+++ TASK INPUTS +++

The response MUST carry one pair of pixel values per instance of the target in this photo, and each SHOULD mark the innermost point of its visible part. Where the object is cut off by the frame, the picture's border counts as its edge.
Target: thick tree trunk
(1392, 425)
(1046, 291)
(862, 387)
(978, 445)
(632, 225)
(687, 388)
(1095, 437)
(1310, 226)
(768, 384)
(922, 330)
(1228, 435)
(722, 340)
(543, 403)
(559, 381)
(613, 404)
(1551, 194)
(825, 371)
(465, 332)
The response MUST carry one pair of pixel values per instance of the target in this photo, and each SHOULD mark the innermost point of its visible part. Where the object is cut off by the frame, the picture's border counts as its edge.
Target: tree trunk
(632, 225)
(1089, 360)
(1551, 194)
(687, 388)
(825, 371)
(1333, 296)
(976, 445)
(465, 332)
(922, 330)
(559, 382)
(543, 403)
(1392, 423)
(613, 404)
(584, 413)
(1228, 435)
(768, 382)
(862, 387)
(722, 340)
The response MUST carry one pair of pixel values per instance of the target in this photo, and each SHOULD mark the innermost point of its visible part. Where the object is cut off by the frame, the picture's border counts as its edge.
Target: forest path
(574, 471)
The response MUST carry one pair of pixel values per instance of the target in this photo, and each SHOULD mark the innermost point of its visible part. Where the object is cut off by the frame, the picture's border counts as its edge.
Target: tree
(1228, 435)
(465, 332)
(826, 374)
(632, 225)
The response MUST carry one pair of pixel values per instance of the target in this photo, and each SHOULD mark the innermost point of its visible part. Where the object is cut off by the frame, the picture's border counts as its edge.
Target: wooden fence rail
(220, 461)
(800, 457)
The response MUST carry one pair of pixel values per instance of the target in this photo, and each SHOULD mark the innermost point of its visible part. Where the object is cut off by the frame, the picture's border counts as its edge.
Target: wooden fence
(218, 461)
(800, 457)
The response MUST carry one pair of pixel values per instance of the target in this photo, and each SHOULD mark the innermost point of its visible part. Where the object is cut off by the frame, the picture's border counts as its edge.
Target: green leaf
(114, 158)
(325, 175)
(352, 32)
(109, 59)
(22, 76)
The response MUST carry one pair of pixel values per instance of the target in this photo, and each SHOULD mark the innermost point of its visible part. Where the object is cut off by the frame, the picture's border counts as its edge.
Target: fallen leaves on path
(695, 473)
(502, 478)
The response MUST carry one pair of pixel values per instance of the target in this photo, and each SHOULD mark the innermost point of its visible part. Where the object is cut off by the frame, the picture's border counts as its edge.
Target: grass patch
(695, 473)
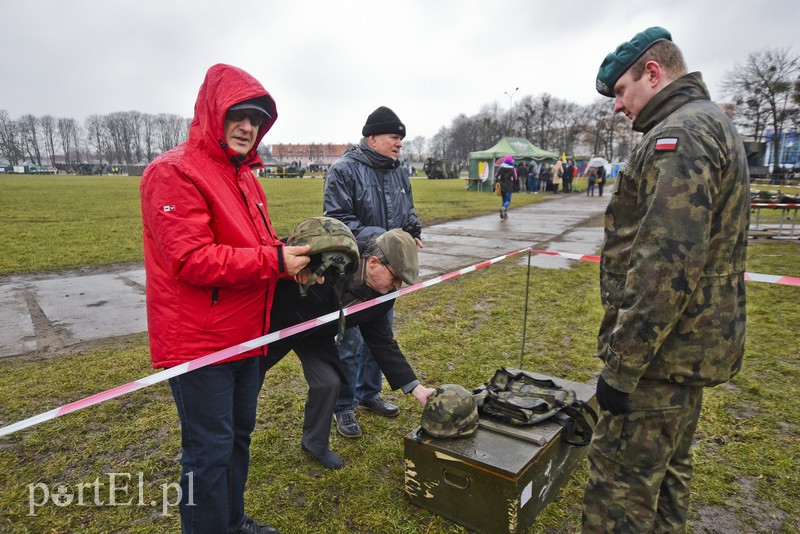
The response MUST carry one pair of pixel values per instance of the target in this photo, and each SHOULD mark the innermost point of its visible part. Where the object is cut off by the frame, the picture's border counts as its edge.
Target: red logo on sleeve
(666, 144)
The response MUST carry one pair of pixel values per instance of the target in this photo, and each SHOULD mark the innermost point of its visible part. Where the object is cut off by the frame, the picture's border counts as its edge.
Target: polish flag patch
(666, 144)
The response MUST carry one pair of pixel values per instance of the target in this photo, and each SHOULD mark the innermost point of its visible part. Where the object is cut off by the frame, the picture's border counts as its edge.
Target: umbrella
(598, 162)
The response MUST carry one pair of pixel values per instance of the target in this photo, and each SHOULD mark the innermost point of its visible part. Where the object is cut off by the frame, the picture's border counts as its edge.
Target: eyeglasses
(256, 119)
(391, 272)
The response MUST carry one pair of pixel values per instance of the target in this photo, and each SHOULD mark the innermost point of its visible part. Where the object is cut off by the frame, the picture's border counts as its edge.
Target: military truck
(436, 169)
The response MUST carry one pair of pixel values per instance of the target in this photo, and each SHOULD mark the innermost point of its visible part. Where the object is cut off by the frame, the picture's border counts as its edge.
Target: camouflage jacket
(673, 260)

+++

__AIM__. All of the entries above should be copied exactly, except for the pictures.

__SOLUTION TO THE EXERCISE__.
The response MUST carry one pair of pixel values per instance of the target in this photo, and each SHOULD mark the innermost point of its visible part. Where the object is cut off by the frame, the picture's border counts as its edge.
Target: thick tree trunk
(1392, 425)
(1046, 291)
(862, 387)
(978, 445)
(632, 225)
(687, 388)
(1095, 437)
(1310, 226)
(768, 384)
(922, 330)
(1228, 435)
(722, 340)
(543, 403)
(559, 381)
(613, 404)
(1551, 194)
(825, 371)
(465, 332)
The response MUST carry one pair of pixel values per instance of the target in this photo, and each SHOULD mark the innermost point of its visible part. Where the object is cut off by the frame, the picture's border counts as its edge.
Target: tree trunk
(632, 225)
(1089, 360)
(1551, 194)
(687, 388)
(825, 371)
(1333, 296)
(976, 445)
(465, 332)
(922, 330)
(559, 382)
(543, 403)
(1392, 423)
(613, 404)
(584, 413)
(1228, 435)
(768, 382)
(862, 387)
(722, 340)
The response MUST carry one pair of pixel values per instance of the target in this photo, and each SHOULD mark the innermost point of its visible part. Where the object is cut off by the frame, the picture's border counts as its edge.
Target: forest path
(574, 471)
The response MUST carry one pair of pixel values per instance of the target in this photo, and each SHOULD mark the innermost point of its visible part. Where the object is cut off by the frame, the picture's border counts as its edge.
Target: tree
(1228, 435)
(465, 332)
(826, 374)
(632, 225)
The response MUST carry one pair of pixel values per instance of the target in this photo, and each SHOULD mark the innermost point of its visible part. Where the object is cut off by the frame, the picture's border counts as its edge.
Target: wooden fence rail
(220, 461)
(800, 457)
The response MUST carry one pair of pixel values per instance of the target in this photo, and each SHOULD mark the innermost point of its visible part. Where the object is cut off by the frame, the picture's border counts as its edge.
Target: wooden fence
(218, 461)
(800, 457)
The response MUST carry one pair of pixel values per instance of the target in this photo, and each SHOULD mark the innermost point of its visible part. Where the object is cut off by the frame, the picture's border counts as its edge.
Target: green leaf
(114, 158)
(325, 175)
(352, 32)
(109, 59)
(22, 76)
The response MUST carry one pair of pixel values per instance of the target in this photo, and each SHOULD mark the innermost point of its visible part. Where the object is cut off by the frame, the picture's border counts as its edge.
Target: fallen leaves on path
(695, 473)
(502, 478)
The response MUST carry one pair of pixel values per instance of the target in this photo, and each SHOULD mark the innermost point of its visible part. Where the object is cut off by the frame, the picture's border counts as its edge.
Target: grass patch
(695, 473)
The response MUST carry one pair of pixel values per instance of the target in this photo, and each SHOULD mark the innermost point of its visible part. Where the object is cut off by the frame, the picture's border counts as its edge.
Target: red logo on sleeve
(666, 144)
The response MUST carry one pair of pixel values per instance of the target in this photo, and each SHOULD mark the innermost point of its visible part. Where the object is cut off by the frame, the picture's border counts as its edge.
Target: polish flag patch
(666, 144)
The response MUST carry one pair of pixel values per instance of the target in this photo, and each SHOULD mark the innermost point of its visible part. Where the object is cut off by the frame, the picture's border counts as its edge.
Target: umbrella
(598, 162)
The response MUST carry one pair of pixel values per instance of the target in this photo, and each SHOULD mark the innermost point of its visible part. Where the object is cut off by the frame, the picture's border counts as its edge.
Target: eyeglasses
(256, 119)
(391, 272)
The response MUST carry one pair of pixel values per instance of the target in this photo, and each SHOULD mark the innermost point of its visible part. Where the object is cut off by the frame, the picture's border counts as its edge.
Target: military truck
(436, 169)
The response MUST carry one pair of pixel values per instance of the target in this photo, and each SHOULD mark the innermost point of its visible part. Where the object is cut off by the frame, the picture's border counts as its edge.
Target: camouflage jacket
(673, 260)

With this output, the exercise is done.